** start Listing **
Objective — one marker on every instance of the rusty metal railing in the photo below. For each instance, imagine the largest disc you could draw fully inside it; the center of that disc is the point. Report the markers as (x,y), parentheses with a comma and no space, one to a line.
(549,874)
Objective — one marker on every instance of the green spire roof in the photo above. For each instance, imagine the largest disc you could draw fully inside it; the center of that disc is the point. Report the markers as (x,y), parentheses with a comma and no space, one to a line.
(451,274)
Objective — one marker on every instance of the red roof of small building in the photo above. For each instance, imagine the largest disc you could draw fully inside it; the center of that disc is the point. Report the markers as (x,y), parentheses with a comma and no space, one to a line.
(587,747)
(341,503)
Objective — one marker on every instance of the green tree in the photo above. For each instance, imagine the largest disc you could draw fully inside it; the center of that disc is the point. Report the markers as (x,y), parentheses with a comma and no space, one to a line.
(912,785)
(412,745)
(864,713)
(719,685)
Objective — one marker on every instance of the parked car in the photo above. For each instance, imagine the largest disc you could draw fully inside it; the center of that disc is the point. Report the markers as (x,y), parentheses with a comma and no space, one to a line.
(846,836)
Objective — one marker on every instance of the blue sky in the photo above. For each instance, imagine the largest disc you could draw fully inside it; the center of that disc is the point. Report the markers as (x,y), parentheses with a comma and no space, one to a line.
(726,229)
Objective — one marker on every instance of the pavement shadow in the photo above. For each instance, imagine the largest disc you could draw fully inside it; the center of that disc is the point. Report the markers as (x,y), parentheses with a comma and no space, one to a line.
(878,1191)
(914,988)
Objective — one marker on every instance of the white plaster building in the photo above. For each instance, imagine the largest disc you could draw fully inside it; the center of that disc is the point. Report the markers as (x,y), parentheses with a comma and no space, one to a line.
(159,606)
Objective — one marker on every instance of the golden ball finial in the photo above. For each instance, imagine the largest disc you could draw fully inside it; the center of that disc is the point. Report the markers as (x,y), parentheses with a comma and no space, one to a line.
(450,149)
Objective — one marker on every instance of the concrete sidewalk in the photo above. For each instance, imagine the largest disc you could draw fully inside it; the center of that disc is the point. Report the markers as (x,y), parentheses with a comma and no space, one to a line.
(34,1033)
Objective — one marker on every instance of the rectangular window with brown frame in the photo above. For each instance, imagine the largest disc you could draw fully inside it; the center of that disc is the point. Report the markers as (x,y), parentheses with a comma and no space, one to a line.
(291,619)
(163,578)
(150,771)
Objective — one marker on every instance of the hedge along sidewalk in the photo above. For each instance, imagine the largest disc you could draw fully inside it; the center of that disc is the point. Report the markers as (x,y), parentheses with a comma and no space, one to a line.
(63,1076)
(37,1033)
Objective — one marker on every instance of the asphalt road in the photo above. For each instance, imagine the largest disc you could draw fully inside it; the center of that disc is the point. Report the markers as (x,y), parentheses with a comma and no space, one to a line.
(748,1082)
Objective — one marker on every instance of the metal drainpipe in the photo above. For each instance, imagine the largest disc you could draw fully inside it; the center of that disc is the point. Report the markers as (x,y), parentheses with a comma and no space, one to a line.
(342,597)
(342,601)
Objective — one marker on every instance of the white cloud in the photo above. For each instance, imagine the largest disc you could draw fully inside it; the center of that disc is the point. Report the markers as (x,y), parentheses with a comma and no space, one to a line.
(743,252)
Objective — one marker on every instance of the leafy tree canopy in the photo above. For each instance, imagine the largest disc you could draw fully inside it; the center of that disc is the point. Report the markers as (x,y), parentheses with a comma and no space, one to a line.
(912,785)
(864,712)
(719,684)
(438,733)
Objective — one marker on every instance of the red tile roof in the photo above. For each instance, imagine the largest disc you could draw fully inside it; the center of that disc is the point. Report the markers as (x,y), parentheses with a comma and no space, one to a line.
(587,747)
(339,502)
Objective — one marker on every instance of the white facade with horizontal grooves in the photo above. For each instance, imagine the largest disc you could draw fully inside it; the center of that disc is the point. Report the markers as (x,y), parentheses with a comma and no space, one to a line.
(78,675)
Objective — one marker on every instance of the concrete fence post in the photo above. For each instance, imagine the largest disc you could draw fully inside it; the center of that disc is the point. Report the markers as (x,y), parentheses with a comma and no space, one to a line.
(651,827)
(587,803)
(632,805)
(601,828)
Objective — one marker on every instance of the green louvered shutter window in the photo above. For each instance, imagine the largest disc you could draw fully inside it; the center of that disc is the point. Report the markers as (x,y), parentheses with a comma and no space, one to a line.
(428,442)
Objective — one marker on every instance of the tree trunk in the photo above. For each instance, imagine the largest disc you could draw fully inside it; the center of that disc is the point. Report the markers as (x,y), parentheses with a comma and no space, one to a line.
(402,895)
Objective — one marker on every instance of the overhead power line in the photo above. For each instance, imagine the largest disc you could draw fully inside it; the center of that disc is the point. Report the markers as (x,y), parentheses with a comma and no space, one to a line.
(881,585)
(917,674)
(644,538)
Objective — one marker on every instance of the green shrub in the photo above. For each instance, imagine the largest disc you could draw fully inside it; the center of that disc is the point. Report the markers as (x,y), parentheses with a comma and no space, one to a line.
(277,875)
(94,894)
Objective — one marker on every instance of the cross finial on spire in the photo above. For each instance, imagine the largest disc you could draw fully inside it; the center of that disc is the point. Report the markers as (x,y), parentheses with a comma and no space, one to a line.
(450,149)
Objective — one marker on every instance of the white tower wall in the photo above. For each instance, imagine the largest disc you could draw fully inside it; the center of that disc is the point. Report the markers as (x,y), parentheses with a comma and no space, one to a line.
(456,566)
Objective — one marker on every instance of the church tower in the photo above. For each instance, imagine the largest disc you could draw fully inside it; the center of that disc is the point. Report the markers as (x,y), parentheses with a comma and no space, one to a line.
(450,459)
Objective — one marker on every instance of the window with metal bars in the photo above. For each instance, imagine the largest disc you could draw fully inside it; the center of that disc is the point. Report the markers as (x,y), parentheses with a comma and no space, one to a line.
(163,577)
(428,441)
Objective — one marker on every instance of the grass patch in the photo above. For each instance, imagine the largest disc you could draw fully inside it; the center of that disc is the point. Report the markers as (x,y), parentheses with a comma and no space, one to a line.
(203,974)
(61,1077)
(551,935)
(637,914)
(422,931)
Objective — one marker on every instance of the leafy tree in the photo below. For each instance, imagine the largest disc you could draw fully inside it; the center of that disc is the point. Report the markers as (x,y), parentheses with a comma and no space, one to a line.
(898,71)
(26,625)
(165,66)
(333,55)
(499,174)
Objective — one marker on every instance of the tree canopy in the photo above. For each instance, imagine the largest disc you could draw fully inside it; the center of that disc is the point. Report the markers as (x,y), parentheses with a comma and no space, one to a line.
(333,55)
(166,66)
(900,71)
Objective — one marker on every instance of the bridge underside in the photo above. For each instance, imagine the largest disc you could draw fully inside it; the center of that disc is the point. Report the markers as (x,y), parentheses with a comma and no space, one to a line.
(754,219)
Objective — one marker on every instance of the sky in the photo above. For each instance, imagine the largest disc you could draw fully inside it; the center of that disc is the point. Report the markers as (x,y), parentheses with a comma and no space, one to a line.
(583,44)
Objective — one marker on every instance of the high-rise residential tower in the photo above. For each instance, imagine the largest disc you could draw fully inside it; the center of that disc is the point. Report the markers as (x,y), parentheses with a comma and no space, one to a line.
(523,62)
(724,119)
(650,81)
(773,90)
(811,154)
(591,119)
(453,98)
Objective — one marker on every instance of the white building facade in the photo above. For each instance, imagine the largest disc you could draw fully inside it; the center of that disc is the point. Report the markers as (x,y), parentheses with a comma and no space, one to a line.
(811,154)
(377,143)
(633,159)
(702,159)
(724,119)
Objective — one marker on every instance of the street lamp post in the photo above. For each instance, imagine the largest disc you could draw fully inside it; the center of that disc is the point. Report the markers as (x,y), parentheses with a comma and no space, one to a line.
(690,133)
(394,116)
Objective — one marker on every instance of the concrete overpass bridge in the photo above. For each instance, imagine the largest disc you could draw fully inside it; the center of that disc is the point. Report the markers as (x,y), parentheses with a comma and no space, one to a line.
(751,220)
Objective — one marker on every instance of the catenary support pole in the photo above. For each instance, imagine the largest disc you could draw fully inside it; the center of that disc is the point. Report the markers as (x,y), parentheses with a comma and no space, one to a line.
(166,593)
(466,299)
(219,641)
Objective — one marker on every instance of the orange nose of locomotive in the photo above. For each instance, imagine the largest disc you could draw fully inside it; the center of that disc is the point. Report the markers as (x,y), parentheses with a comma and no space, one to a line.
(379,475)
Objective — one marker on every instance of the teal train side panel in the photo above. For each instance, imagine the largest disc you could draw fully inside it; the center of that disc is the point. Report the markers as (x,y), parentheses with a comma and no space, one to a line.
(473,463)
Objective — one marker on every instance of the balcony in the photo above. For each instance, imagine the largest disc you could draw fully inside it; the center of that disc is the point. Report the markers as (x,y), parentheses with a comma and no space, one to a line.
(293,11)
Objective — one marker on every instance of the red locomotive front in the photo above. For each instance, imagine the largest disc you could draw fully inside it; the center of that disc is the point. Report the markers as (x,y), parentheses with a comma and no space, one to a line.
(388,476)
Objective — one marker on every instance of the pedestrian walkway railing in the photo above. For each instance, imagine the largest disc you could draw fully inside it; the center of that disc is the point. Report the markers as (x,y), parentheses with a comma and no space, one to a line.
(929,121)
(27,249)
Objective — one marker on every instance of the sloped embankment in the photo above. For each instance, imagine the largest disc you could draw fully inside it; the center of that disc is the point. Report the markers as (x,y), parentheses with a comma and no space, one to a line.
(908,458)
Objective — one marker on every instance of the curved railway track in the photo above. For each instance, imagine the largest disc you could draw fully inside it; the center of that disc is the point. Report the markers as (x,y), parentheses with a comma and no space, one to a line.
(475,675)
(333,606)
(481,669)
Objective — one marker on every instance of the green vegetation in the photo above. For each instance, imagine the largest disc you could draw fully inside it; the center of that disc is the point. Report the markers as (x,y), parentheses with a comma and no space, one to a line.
** end Listing **
**Instructions for the task**
All lines from the one with "Objective — one marker on every instance of the sloped" through the final line above are to be quoted exactly; quote no other line.

**Solution to the problem**
Objective — one marker on every instance of the sloped embankment in the photo above. For each instance, imagine the largest disc you could draw fully inside it; the center of that disc is the point. Report the markers as (x,y), parentheses with a comma and no space, one to a line.
(908,458)
Objective — one marker on every instance of the curved railway track in the photo above. For each instance, imagine the largest disc you could draw fully inside it; the center of that disc is the point. Report the markers as (x,y), parentheses with a comma and no space, one to a line.
(475,675)
(333,606)
(481,669)
Objective — one marker on every instance of the green vegetation in the photo above. For each instance, imagine the largest disc you could draw fully inside it; the center of that disc is the point. Report the markers as (x,y), parentheses with a comma and no space, one to a line.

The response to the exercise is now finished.